Directions — Nothing but the data, repeated exactly, belongs in the answer.

___ Data provided

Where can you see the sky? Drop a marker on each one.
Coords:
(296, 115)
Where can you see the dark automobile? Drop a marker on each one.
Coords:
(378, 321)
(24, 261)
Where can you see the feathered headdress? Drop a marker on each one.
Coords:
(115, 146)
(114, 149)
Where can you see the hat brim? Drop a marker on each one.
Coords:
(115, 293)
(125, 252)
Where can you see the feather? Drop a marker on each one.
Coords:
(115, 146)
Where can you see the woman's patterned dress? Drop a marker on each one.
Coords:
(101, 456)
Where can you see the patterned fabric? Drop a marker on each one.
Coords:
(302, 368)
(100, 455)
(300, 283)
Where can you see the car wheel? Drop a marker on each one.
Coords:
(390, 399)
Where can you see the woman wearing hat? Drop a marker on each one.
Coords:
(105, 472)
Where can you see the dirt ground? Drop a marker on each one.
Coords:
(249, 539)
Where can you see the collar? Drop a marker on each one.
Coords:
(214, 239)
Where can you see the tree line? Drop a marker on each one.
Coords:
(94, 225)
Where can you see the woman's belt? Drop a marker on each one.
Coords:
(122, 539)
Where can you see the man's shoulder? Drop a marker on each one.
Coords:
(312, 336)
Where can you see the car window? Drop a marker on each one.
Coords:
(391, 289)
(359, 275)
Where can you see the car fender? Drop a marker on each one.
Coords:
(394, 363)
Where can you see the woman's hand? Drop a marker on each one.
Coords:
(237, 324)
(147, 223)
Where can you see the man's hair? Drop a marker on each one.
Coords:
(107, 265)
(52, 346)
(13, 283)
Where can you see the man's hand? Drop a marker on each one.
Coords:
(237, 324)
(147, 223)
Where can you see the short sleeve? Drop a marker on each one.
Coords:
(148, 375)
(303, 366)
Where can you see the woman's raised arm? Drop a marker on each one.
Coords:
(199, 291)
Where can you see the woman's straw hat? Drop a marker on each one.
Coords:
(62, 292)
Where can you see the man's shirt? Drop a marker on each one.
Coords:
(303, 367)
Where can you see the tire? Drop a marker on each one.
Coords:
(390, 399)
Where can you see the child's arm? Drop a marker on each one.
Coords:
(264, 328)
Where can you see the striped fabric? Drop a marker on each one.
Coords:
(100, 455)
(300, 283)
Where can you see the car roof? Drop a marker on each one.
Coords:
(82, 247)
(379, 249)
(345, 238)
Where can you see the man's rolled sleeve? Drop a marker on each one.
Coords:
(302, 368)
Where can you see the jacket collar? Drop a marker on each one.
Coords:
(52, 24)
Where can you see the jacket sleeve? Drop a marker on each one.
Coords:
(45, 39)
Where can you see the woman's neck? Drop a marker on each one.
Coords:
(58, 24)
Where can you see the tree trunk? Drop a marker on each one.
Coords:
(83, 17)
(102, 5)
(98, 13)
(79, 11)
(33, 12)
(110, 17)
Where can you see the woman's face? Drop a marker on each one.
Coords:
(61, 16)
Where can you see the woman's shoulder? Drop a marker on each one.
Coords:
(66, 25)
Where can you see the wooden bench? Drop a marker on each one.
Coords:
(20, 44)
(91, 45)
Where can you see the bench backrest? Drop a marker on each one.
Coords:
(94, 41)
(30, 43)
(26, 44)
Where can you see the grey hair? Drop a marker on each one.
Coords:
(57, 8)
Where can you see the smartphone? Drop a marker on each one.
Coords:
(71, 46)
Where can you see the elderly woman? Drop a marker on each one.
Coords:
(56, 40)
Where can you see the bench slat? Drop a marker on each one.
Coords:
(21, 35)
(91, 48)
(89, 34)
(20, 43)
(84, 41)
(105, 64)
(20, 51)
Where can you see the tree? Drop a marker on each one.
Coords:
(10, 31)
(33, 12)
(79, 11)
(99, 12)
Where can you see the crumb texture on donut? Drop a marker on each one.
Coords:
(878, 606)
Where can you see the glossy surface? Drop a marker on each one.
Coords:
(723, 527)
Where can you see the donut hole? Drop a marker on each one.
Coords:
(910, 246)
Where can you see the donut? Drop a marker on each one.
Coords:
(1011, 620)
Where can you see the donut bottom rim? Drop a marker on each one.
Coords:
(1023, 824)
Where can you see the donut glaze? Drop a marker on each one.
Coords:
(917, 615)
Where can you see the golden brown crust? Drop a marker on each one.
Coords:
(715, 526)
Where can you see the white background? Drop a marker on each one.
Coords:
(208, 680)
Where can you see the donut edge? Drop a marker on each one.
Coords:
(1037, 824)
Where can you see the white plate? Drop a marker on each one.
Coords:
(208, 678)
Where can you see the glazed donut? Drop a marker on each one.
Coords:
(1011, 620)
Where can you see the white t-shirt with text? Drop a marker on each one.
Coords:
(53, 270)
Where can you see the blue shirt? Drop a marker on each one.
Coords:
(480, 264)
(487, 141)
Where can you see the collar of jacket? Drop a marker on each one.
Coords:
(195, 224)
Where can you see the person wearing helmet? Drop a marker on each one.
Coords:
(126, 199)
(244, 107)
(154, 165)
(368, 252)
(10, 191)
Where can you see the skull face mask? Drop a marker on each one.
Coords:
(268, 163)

______

Task solution —
Where can you see the sky? Drop a marker on each one.
Coords:
(296, 115)
Where can you see the dark automobile? Drop a marker on each one.
Coords:
(378, 321)
(24, 261)
Where can you see the feathered headdress? Drop a marker on each one.
Coords:
(115, 146)
(114, 149)
Where can you see the hat brim? Drop a marker on each one.
Coords:
(115, 293)
(125, 252)
Where can you see the feather? Drop a marker on each one.
Coords:
(115, 146)
Where can you see the woman's patterned dress? Drop a marker on each one.
Coords:
(101, 456)
Where can you see the patterned fabric? Drop a marker on each one.
Coords:
(302, 368)
(100, 455)
(300, 283)
Where can you see the car wheel? Drop a marker on each one.
Coords:
(390, 399)
Where can you see the woman wearing hat? Drop a marker on each one.
Coords:
(105, 472)
Where can you see the dirt ground? Drop a marker on each one.
Coords:
(249, 539)
Where can you see the collar? Drop a marker on each one.
Coords:
(214, 239)
Where can you see the tree line? Drop a marker on each one.
Coords:
(94, 225)
Where can you see the woman's belt? Drop a marker on each one.
Coords:
(122, 539)
Where can you see the man's shoulder? Drop a marker on each one.
Coords:
(312, 336)
Where can you see the car window? Drop a marker on each one.
Coords:
(391, 289)
(359, 275)
Where can you see the car fender? Drop a marker on each one.
Coords:
(394, 363)
Where can you see the woman's hand? Drop a marker on each one.
Coords:
(237, 324)
(147, 223)
Where can you see the man's hair? Drop a marker on each one.
Coords:
(107, 265)
(52, 346)
(13, 283)
Where can you see the man's hand? Drop a marker on each one.
Coords:
(237, 324)
(147, 223)
Where can you see the short sleeve? Drop a marker on each one.
Coords:
(148, 375)
(303, 366)
Where can you see the woman's raised arm? Drop a marker on each one.
Coords:
(199, 291)
Where can you see the woman's straw hat? Drop a marker on each one.
Coords:
(62, 292)
Where can you see the man's shirt? Drop a marker on each one.
Coords:
(303, 367)
Where can you see the tire? Drop a marker on each one.
Coords:
(390, 399)
Where can you see the child's arm? Drop a marker on each one.
Coords:
(264, 328)
Where can you see the striped fabric? Drop a marker on each one.
Coords:
(100, 455)
(300, 283)
Where can you see the car roof? Drop a marker on each one.
Coords:
(82, 247)
(379, 249)
(345, 238)
Where can you see the man's rolled sleeve? Drop a marker on each one.
Coords:
(302, 368)
Where can you see the jacket collar? Drop a marker on each one.
Coords:
(52, 24)
Where can you see the jacket sleeve? Drop a marker on each one.
Coords:
(45, 39)
Where can you see the woman's neck? Drop a marker on each one.
Coords:
(58, 24)
Where can you see the tree trunk? Drop a marker on each one.
Coords:
(83, 17)
(102, 5)
(98, 13)
(79, 11)
(33, 12)
(110, 17)
Where can you see the woman's face? Drop a marker on each one.
Coords:
(61, 16)
Where can you see the woman's shoulder? Drop a marker on each one.
Coords:
(66, 25)
Where can you see the wooden bench? Drop a marker on each one.
Coords:
(20, 44)
(91, 45)
Where can you see the bench backrest? Drop a marker on each one.
Coords:
(94, 41)
(30, 43)
(26, 44)
Where can you see the grey hair? Drop a marker on each one.
Coords:
(57, 8)
Where can you see the smartphone? Drop a marker on each one.
Coords:
(71, 46)
Where can you see the elderly woman? Drop a marker on each one.
Coords:
(56, 40)
Where can you see the bench slat? Drop a marker on each one.
Coords:
(21, 35)
(91, 48)
(89, 34)
(20, 43)
(84, 41)
(105, 64)
(20, 51)
Where can you see the tree? Drop a marker on each one.
Coords:
(10, 31)
(33, 12)
(79, 11)
(99, 12)
Where can you see the crumb texture on donut? Drop a marker on each one.
Coords:
(878, 606)
Where can you see the glossy surface? Drop a marker on each one.
Coords:
(723, 527)
Where can you see the donut hole? Drop a marker on each one.
Coords:
(910, 246)
Where can you see the donut? Drop a marker on each one.
Coords:
(1011, 620)
Where can you see the donut bottom rim? Drop a marker on each one.
Coords:
(1023, 824)
Where can you see the donut glaze? Drop a marker on each one.
Coords:
(917, 615)
Where can you see the golden brown crust? Drop a marker on each one.
Coords:
(715, 526)
Where can you see the white background? Drop a marker on each one.
Coords:
(208, 680)
Where can you see the donut edge? Drop a marker on each one.
Coords:
(1037, 824)
Where can you see the white plate? Drop a marker on each one.
Coords:
(208, 678)
Where can you see the glazed donut? Drop a marker on each one.
Coords:
(1011, 620)
Where can you see the white t-shirt with text? Drop a marker on each one.
Coords:
(53, 270)
Where can you see the blue shirt? Drop a marker on each one.
Coords:
(480, 264)
(487, 141)
Where can you see the collar of jacket? Drop a marker on each one.
Coords:
(195, 224)
Where can you see the person wearing helmet? Drop a marker on each one.
Coords:
(126, 199)
(244, 107)
(154, 165)
(368, 252)
(10, 191)
Where can you see the skull face mask? Drop a marker on each one.
Coords:
(268, 163)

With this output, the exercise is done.